[The problem]
Could you retype exactly the lines running from the line with "the second chrome" to the end of the data, both included, and nothing else?

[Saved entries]
________
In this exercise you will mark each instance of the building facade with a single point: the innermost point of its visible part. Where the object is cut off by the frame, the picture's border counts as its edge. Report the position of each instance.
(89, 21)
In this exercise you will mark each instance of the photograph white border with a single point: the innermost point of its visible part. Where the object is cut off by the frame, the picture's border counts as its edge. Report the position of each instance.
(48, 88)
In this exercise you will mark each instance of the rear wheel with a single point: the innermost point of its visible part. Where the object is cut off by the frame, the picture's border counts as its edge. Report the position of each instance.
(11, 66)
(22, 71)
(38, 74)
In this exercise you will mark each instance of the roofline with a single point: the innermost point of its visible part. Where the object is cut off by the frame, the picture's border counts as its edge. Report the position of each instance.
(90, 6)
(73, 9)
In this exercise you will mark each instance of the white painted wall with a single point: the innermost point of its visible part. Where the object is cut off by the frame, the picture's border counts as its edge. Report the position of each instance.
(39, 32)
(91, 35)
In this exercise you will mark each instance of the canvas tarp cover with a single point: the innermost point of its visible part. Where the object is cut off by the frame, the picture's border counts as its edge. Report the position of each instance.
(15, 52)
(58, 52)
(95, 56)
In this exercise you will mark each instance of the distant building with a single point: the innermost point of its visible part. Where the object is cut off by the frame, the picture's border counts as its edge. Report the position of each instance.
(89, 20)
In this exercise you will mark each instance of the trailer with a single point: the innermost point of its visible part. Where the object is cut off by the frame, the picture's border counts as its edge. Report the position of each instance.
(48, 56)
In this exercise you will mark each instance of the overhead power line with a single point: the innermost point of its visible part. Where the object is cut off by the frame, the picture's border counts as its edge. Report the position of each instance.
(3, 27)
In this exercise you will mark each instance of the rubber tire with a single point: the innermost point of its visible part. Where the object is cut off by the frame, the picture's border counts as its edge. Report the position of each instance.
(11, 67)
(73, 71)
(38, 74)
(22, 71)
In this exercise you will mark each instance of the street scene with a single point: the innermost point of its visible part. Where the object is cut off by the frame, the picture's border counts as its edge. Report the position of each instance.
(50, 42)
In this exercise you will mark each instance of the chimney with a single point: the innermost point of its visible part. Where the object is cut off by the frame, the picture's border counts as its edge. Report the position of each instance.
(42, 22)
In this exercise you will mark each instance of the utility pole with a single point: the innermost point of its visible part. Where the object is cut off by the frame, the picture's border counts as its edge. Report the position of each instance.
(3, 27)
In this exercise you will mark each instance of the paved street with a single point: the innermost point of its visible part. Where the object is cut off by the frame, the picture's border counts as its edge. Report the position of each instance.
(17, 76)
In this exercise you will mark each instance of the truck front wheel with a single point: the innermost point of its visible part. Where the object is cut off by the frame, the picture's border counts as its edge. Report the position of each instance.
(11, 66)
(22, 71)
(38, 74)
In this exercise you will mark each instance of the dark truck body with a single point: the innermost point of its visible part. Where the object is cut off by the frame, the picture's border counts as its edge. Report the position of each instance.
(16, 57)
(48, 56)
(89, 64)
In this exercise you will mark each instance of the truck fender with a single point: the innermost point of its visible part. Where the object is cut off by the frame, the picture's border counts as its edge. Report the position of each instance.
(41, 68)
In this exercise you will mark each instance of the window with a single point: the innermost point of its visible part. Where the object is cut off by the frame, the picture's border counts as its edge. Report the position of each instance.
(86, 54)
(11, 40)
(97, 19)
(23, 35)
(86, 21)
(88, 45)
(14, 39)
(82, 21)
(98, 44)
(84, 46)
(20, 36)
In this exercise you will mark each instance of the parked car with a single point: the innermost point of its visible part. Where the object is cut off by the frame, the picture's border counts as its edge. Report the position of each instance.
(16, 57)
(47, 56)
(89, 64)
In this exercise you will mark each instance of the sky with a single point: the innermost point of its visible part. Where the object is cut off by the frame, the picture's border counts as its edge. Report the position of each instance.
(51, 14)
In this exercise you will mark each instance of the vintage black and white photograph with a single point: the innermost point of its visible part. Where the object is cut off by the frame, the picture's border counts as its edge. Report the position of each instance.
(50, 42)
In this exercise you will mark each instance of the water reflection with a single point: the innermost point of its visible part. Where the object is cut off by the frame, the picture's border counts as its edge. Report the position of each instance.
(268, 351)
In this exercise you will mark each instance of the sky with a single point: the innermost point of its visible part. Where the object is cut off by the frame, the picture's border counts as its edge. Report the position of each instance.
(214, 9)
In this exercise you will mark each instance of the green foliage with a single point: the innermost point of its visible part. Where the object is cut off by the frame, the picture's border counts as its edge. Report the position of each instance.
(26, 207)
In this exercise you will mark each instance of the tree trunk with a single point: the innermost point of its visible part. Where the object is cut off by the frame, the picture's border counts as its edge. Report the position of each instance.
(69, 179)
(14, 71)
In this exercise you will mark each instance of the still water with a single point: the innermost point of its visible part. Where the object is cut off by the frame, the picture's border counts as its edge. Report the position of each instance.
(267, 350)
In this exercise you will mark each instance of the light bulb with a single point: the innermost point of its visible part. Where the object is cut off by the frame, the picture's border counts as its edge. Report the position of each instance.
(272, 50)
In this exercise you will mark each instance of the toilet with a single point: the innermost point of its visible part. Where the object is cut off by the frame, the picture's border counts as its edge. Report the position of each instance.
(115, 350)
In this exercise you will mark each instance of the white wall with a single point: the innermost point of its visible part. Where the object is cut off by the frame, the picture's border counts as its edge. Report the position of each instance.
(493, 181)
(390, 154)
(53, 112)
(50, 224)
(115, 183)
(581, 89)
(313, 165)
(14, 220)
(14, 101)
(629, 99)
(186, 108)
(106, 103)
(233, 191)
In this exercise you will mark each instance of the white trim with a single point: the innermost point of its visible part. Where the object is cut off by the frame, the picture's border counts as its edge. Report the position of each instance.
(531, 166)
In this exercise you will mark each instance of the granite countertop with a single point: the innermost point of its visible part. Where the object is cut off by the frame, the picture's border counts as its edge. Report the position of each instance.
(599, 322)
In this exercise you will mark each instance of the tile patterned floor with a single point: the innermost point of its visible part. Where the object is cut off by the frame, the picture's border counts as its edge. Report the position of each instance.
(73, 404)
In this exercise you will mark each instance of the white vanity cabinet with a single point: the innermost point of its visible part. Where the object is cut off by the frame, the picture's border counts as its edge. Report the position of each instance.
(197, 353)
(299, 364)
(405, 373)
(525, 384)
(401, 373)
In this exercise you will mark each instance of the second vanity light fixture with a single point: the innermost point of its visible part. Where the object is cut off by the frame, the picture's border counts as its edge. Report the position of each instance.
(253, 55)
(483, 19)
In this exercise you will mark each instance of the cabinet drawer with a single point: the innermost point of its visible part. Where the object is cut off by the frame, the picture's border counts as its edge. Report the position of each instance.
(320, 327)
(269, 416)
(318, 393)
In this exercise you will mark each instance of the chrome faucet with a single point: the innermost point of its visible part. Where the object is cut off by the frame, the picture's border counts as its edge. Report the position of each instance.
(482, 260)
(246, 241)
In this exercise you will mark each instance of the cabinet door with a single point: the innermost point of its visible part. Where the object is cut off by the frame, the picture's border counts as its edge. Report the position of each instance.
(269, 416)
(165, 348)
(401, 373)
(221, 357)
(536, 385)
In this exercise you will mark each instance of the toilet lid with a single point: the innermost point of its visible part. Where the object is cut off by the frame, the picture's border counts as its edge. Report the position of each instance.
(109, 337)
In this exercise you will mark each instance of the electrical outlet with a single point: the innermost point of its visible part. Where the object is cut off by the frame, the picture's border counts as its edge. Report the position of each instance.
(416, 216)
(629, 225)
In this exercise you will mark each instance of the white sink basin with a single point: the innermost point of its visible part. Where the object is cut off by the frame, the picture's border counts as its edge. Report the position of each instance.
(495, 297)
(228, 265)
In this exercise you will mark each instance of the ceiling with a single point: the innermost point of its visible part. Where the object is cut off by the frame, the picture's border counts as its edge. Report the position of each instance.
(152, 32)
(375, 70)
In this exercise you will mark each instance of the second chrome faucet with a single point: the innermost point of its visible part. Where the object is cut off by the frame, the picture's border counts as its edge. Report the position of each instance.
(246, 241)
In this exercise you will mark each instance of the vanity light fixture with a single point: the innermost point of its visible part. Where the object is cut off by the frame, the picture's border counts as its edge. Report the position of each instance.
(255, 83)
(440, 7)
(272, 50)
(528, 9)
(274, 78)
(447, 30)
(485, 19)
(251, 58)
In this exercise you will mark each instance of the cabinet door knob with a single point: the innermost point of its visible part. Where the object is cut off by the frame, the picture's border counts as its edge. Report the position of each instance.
________
[Task answer]
In this exercise you will mark each instance of the second chrome faucet with a single point: the innermost point of its visible part. Where the object is cut off by the frame, the picture's border counts as its edge. Report the position of each instance.
(246, 241)
In this exercise you will mark each instance of the vanity light fixture with a single point: the innermost point of its visible part. Where the object is cut off by the frame, the picture's border counts as its edge. Report the position of each instance.
(255, 83)
(440, 7)
(272, 50)
(528, 9)
(274, 78)
(447, 30)
(485, 19)
(251, 58)
In this exercise you will mark each instance of the cabinet door knob with a single point: the innermost point of its visible part. Where the object is cut off by the frame, the picture's border counts as its edge. Report the position of each instance.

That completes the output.